- _Assigned task_: For the entries below, report the number of lines where the string "stacked" appears, and only that number.

--- Data for this exercise ---

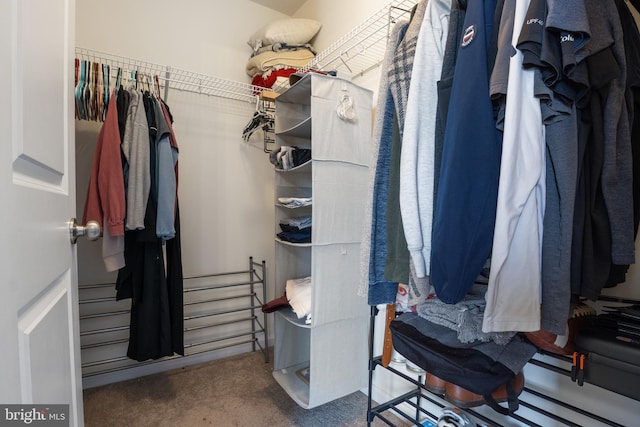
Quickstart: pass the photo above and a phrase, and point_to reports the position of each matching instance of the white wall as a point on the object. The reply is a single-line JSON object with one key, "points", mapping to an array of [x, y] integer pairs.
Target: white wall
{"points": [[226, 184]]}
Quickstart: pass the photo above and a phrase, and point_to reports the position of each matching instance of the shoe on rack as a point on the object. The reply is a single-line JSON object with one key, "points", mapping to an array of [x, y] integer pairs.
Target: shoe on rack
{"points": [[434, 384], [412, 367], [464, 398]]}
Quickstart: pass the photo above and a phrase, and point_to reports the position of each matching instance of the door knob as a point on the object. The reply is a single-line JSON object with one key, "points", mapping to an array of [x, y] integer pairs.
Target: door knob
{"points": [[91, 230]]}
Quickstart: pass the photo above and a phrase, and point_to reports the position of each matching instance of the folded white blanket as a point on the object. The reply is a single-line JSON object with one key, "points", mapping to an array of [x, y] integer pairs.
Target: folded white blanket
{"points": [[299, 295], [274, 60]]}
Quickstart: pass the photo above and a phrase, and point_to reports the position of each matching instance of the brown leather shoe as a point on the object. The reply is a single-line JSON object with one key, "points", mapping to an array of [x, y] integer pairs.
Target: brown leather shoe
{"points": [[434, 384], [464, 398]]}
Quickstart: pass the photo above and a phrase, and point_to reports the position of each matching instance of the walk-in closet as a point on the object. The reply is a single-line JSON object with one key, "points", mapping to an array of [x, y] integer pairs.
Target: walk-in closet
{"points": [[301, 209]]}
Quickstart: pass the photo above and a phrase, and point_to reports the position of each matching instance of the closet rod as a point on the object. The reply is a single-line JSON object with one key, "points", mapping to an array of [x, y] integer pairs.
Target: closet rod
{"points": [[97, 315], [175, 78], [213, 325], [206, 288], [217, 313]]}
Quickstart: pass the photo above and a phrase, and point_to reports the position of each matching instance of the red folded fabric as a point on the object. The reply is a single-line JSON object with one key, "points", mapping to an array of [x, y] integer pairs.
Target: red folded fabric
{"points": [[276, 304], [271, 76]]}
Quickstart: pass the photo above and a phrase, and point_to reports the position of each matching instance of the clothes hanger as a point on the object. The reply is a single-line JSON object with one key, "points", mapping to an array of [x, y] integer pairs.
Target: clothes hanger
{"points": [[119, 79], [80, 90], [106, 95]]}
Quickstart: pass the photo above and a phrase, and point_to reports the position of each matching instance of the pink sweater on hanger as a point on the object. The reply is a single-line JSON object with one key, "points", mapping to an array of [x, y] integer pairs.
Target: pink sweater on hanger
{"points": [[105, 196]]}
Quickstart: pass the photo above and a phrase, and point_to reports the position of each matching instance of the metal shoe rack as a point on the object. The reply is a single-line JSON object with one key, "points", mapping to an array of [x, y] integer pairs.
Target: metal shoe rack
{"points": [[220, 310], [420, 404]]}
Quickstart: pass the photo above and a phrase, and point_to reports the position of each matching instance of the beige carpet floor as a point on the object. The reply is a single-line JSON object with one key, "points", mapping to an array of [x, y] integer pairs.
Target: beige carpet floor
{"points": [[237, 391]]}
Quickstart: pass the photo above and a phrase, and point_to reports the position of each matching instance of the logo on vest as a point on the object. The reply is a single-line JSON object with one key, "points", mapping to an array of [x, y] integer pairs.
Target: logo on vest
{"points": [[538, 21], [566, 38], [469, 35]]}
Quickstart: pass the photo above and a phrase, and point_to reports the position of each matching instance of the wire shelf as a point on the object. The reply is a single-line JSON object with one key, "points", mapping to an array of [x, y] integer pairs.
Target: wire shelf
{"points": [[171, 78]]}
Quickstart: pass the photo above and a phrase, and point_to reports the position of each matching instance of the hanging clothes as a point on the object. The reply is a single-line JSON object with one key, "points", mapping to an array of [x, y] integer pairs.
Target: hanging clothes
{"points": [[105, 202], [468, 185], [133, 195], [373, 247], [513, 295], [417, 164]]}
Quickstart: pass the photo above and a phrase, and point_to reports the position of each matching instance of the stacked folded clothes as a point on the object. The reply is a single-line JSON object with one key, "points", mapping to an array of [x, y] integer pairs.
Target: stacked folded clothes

---

- _Task solution_: 2